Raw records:

════════

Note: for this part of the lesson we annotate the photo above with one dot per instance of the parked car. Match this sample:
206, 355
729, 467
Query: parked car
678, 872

════════

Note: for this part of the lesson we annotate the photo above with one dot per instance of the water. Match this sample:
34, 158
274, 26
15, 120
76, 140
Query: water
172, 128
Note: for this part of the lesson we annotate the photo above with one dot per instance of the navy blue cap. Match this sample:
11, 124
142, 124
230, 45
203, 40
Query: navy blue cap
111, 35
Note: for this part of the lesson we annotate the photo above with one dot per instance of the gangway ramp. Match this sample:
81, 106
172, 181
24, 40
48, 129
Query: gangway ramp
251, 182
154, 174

════════

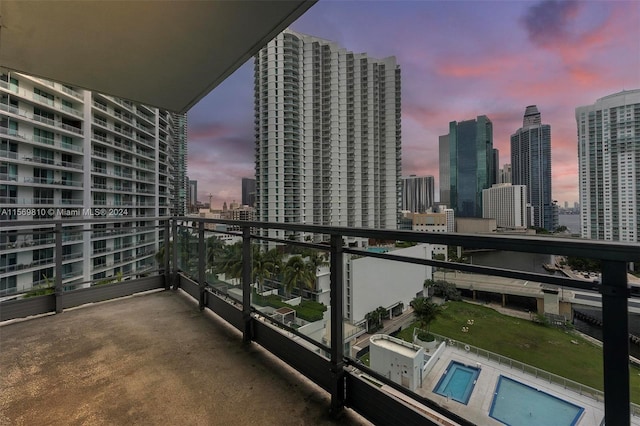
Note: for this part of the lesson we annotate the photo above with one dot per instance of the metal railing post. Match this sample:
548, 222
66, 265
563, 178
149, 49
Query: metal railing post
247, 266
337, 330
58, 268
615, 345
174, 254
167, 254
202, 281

════════

Stated exercise: Find every row above that contains the string "navy", and copy each of those rows in full.

Response to the task:
Note: for this part of the lesson we annotate the photo above with one dot per instance of the navy blue cap. Match this sample:
Query: navy blue cap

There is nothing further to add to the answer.